--- Start of RECORDS SUPPLIED ---

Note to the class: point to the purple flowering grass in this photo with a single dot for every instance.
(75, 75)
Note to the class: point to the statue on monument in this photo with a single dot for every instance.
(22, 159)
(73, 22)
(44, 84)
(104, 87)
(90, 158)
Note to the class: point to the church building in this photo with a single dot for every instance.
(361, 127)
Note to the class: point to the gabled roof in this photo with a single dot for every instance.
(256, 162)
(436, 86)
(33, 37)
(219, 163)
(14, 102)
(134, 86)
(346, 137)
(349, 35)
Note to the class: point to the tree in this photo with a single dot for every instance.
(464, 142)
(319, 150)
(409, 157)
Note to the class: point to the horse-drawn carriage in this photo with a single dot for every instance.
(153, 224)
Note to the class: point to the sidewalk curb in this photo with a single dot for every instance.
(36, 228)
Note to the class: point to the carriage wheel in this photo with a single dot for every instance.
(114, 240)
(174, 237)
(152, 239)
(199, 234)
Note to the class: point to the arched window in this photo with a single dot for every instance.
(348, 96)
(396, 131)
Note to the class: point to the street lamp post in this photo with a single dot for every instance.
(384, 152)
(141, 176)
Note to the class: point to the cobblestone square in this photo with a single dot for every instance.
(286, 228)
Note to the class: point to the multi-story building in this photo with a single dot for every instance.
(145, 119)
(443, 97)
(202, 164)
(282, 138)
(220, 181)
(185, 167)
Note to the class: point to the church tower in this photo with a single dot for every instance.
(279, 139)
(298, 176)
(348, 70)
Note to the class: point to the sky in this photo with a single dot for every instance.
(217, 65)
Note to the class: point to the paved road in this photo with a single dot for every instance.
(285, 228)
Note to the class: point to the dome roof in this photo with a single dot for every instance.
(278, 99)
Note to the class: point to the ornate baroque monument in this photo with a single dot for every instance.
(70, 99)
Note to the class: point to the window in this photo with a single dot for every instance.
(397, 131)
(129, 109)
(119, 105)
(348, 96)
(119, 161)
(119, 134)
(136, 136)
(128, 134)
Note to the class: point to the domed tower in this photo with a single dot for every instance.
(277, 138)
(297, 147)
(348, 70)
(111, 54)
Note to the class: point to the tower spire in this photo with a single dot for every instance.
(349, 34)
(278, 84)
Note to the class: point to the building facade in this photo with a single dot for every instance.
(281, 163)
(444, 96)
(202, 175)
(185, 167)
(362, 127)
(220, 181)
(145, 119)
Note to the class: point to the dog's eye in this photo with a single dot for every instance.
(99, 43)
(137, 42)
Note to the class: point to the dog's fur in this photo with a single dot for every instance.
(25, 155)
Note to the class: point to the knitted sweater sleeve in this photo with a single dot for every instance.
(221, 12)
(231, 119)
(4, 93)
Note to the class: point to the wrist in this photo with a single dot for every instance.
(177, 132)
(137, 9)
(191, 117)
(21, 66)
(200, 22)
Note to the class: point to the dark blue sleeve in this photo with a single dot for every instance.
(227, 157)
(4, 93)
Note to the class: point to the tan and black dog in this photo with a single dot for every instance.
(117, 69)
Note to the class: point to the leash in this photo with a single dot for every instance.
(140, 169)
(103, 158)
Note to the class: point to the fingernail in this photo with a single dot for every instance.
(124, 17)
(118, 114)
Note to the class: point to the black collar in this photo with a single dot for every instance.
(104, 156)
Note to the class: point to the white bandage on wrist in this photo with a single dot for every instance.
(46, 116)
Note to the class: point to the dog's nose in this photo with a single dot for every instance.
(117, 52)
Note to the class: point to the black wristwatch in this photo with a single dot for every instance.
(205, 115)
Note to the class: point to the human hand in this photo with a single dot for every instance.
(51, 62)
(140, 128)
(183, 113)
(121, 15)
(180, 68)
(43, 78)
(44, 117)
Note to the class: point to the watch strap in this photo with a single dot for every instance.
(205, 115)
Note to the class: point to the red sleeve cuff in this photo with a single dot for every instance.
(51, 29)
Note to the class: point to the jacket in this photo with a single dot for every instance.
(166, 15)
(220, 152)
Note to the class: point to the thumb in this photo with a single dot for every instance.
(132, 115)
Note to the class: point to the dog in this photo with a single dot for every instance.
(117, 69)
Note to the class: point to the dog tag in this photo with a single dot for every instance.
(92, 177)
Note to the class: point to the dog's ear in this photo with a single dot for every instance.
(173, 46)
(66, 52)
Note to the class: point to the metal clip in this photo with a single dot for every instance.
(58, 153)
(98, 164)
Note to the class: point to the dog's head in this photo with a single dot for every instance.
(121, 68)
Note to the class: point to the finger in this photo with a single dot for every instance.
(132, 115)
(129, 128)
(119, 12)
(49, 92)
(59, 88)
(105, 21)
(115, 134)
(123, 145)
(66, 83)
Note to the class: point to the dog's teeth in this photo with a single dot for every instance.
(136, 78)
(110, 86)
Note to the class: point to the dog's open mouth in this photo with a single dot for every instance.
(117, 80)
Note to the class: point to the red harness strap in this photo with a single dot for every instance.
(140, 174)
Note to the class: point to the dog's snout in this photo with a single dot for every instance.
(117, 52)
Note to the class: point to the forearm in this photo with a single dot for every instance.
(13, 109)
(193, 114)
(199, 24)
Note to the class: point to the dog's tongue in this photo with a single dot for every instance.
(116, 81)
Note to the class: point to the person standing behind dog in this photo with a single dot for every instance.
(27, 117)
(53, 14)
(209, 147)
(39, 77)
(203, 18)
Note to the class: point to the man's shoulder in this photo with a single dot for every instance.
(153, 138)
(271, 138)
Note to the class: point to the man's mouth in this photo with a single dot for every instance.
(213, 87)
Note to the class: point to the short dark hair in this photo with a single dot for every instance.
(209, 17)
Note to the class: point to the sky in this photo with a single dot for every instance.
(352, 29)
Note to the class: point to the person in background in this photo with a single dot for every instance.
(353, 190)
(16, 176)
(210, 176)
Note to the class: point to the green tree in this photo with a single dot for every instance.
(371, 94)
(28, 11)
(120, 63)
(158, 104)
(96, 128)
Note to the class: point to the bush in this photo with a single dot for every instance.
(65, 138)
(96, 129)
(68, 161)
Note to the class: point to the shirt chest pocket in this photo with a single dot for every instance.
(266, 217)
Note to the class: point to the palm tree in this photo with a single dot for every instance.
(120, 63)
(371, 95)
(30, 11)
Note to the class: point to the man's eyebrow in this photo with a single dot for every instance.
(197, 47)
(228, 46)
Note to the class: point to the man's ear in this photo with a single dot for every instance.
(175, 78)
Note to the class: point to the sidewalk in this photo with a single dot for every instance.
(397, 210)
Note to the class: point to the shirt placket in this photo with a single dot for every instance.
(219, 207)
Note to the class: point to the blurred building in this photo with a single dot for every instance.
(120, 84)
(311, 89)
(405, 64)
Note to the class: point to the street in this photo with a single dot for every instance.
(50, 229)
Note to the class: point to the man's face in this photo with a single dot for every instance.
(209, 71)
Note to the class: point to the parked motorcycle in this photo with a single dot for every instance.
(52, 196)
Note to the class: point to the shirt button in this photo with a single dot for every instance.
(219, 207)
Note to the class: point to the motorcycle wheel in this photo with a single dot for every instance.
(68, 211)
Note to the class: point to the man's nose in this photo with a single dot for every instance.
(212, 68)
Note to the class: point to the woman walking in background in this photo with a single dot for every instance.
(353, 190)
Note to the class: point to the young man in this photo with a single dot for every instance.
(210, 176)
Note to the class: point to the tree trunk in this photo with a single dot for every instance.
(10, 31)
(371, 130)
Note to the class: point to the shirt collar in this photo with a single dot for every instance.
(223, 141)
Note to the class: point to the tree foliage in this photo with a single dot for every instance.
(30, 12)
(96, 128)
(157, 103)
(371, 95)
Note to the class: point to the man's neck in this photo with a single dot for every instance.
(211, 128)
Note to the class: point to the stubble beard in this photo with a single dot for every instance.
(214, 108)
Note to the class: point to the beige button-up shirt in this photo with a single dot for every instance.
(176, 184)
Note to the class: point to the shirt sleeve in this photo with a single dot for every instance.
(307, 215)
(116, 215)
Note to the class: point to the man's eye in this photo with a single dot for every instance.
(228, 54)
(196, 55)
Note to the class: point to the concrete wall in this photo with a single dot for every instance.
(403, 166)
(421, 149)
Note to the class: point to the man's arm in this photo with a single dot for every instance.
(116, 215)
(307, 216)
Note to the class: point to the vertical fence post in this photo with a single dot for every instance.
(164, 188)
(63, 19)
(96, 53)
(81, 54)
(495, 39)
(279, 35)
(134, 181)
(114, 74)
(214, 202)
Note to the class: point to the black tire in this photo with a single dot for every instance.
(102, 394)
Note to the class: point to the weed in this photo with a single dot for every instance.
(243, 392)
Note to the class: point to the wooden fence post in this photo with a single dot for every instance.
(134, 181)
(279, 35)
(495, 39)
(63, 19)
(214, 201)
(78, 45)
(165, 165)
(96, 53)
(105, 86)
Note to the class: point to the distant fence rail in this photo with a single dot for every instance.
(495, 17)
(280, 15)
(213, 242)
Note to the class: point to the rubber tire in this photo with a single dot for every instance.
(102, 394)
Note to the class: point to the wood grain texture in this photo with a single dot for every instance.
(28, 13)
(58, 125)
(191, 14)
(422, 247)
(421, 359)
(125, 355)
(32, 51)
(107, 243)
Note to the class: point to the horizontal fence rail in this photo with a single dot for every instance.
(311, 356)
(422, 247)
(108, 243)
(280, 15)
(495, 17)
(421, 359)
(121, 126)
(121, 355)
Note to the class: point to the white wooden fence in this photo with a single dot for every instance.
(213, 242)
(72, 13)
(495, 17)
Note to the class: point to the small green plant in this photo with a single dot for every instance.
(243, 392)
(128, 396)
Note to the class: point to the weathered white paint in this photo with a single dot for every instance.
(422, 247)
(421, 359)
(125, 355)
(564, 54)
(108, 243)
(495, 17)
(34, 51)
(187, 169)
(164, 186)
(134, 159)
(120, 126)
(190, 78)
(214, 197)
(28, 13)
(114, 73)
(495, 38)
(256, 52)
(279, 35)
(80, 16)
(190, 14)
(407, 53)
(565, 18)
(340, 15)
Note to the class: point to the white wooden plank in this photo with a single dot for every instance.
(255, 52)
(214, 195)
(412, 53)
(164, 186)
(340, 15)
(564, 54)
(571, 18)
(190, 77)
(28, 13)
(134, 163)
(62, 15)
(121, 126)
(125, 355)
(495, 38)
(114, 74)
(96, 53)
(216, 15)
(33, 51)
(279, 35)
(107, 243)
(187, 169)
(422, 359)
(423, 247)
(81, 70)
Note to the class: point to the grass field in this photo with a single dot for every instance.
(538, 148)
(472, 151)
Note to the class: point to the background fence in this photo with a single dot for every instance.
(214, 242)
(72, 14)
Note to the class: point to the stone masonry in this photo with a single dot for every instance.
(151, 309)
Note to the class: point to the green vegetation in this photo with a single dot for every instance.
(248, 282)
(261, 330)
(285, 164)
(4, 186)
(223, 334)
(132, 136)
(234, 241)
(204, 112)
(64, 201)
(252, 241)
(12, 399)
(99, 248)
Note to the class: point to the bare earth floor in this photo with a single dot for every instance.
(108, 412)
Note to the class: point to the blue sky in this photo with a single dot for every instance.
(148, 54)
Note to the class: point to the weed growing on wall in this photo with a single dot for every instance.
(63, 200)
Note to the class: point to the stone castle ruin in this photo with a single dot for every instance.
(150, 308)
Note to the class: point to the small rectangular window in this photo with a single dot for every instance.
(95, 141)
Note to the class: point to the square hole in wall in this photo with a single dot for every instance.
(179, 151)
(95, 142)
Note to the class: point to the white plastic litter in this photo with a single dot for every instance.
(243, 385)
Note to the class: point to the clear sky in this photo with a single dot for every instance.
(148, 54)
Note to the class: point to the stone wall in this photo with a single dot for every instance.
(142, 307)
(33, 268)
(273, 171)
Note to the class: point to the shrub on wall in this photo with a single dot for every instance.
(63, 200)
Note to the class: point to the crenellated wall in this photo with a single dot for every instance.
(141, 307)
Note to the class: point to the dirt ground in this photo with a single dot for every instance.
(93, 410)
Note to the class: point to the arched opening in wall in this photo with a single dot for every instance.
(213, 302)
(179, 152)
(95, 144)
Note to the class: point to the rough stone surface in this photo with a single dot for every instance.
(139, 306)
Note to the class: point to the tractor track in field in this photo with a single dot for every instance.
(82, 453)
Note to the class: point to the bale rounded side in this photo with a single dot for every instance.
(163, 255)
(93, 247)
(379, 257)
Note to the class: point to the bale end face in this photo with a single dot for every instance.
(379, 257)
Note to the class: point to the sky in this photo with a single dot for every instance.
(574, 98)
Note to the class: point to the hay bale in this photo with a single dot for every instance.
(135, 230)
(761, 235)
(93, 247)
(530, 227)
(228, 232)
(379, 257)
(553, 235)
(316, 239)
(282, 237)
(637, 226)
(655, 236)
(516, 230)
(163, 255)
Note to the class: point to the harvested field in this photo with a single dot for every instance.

--- End of RECORDS SUPPLIED ---

PROBLEM DETAILS. Reproduce the lines of the entries above exactly, but only from the line containing "Note to the class: point to the tractor" through the final line.

SOLUTION.
Note to the class: point to the tractor track in field in this photo with a single dot for every instance.
(82, 453)
Note to the class: point to the bale rounded side in this photo with a single dot for every instance.
(163, 255)
(93, 247)
(379, 257)
Note to the class: point to the bale end face in this photo with a single dot for every instance.
(379, 257)
Note to the class: point to the sky in this photo with a single dot for every instance.
(574, 98)
Note to the class: point to the hay bale in this photo with a single dot for every instance.
(135, 230)
(761, 235)
(93, 247)
(530, 227)
(228, 232)
(379, 257)
(553, 235)
(316, 239)
(282, 237)
(637, 226)
(655, 236)
(516, 230)
(163, 255)
Note to the class: point to the harvested field in this photo with a single dot for every instance.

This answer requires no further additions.